◆ Stated exercise: Rewrite the stretch of records from the line containing "Where can you see the player's ear?" through the line containing "Where can you see the cleveland", both lines included, with every "player's" changed to "athlete's" and nothing else altered. Return only those lines.

◆ Input:
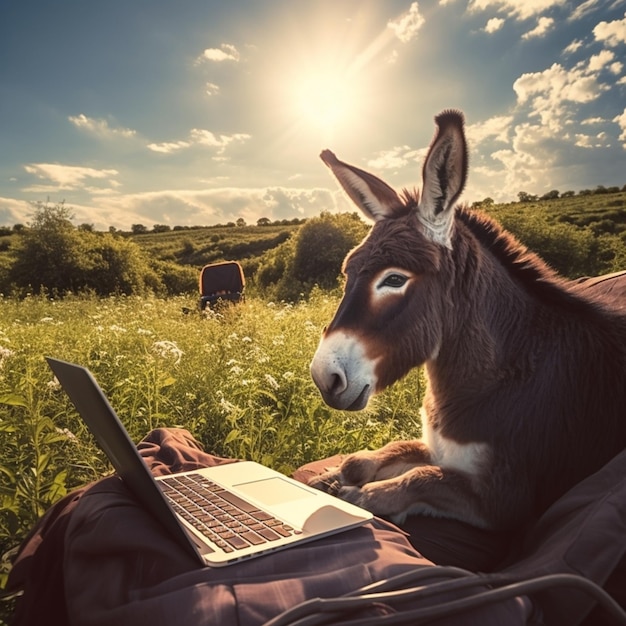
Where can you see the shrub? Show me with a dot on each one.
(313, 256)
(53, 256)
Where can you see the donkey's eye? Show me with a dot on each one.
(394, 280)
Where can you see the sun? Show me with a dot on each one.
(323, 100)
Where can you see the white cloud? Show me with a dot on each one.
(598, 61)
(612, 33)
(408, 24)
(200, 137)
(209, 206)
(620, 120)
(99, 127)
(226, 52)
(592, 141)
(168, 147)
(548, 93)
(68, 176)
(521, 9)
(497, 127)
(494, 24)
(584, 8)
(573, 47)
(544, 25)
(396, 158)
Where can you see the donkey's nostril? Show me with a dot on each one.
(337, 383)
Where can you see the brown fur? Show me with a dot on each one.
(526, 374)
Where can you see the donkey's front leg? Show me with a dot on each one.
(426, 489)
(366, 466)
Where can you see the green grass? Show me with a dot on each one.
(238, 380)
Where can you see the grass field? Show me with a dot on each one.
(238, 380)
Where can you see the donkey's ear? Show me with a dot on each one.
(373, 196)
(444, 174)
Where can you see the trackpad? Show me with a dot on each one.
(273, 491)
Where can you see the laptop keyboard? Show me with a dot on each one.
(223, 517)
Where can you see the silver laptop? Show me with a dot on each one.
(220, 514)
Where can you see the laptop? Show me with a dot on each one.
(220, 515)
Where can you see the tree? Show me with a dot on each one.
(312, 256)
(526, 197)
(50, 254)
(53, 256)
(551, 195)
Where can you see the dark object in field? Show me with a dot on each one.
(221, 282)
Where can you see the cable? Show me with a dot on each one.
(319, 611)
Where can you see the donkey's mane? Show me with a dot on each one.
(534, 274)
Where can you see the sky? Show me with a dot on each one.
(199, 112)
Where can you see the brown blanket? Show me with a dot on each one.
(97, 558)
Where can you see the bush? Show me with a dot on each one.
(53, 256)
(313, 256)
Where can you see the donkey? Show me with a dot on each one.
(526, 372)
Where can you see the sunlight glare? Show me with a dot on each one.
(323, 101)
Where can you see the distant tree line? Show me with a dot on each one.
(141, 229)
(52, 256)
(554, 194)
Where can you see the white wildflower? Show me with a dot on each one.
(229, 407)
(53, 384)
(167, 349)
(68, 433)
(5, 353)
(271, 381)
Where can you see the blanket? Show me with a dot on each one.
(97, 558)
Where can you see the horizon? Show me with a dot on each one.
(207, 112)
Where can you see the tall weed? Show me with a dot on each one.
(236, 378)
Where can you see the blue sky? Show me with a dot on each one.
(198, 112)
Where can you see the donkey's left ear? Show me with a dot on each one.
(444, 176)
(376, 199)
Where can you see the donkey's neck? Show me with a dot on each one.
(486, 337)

==

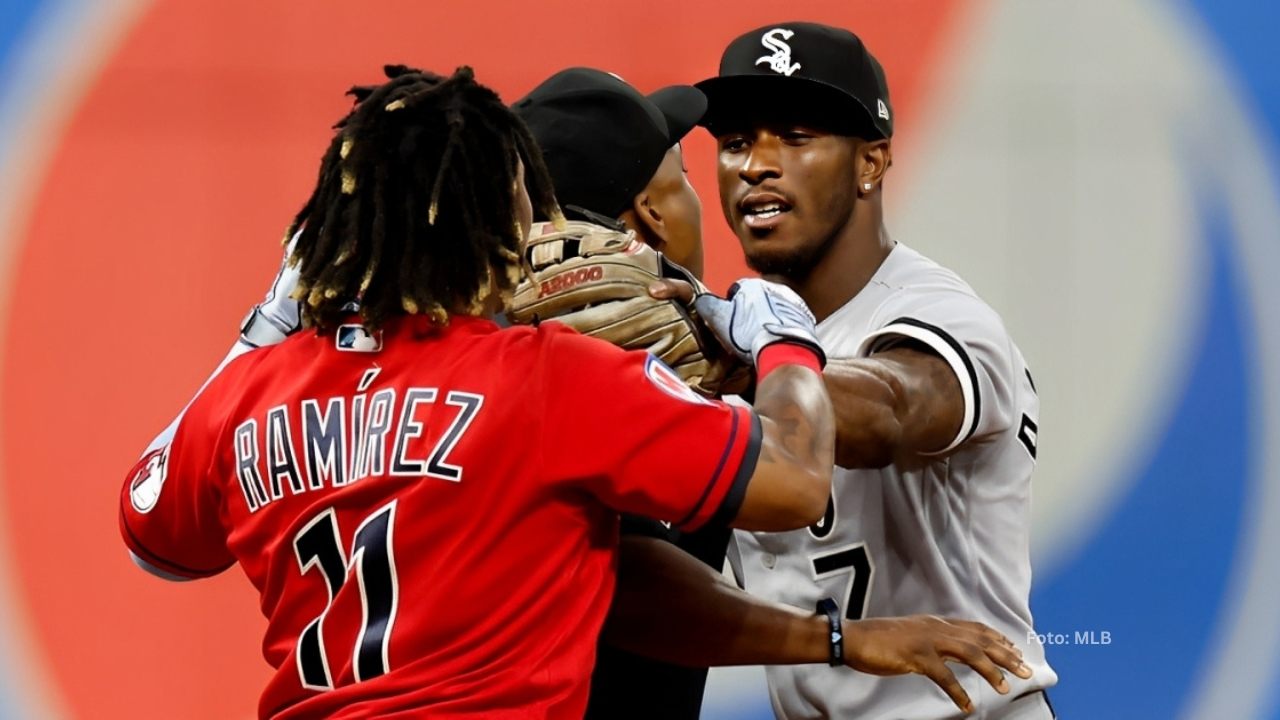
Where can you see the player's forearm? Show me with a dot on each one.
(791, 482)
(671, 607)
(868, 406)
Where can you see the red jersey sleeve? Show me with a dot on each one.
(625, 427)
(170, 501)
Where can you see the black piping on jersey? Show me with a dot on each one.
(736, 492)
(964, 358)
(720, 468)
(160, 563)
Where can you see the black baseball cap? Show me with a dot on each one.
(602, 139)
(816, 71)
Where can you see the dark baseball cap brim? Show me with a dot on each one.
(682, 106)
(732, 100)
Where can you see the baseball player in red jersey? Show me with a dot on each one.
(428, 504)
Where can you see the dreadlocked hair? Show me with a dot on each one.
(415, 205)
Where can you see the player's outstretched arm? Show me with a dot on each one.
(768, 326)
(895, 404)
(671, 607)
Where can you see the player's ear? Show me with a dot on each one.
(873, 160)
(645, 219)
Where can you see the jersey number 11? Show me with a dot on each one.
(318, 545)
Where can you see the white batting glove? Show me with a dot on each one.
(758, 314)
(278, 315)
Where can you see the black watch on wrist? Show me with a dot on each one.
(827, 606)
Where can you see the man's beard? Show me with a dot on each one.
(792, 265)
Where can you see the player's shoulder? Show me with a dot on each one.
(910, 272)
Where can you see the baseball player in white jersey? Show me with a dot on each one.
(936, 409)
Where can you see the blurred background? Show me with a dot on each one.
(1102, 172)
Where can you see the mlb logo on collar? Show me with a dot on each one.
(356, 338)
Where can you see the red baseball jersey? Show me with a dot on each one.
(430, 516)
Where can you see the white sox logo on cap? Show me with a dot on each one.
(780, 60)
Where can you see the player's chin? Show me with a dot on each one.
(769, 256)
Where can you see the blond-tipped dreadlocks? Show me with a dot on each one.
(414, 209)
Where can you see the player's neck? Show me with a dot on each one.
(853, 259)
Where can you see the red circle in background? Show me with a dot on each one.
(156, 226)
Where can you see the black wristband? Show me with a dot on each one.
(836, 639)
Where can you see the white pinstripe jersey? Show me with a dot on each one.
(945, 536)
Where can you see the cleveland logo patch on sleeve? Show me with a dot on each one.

◆ Final result:
Where can you see the athlete's ear? Show me with a dot on each one.
(873, 160)
(645, 219)
Where can you see the jersey number 11? Show me with a dot on each one.
(318, 545)
Where can you see the white batting glove? Show me with a dot on each one.
(758, 314)
(278, 315)
Where can you see the black watch on wrist? Show me with a dot on each one.
(827, 606)
Where can you see the man's beard? Show me with a dot on each one.
(792, 265)
Where can you see the athlete's shoulder? Show me with a dot on each one.
(910, 272)
Where can you see the baseball player in white jersey? Show me with a dot on each one.
(936, 409)
Where can you see the blurred background? Show me with a dot on each one.
(1102, 172)
Where can you see the mlb logo on collar? Show me with a dot on each one.
(356, 338)
Where can you see the red baseball jersey? Show me with a dot on each one.
(430, 516)
Where can you see the white sox logo on cap? Show me with a dot on each one.
(780, 60)
Where can you see the athlete's chin? Show me with a dot on each one.
(769, 256)
Where can you see the blond-tipped dreadlocks? Show me with a dot on each one.
(414, 209)
Where can you see the athlete's neck? Show me with a dot on each one.
(853, 259)
Where can you see the red circle in background? Show me with a dot on each one.
(156, 226)
Where can you see the black wristband? Show me with a dot on each one.
(836, 639)
Where can you see the white pinstripe jersey? Show me with a dot on each one.
(945, 536)
Where can you see the cleveland logo patch on sleeve? Show me with a dot on each one.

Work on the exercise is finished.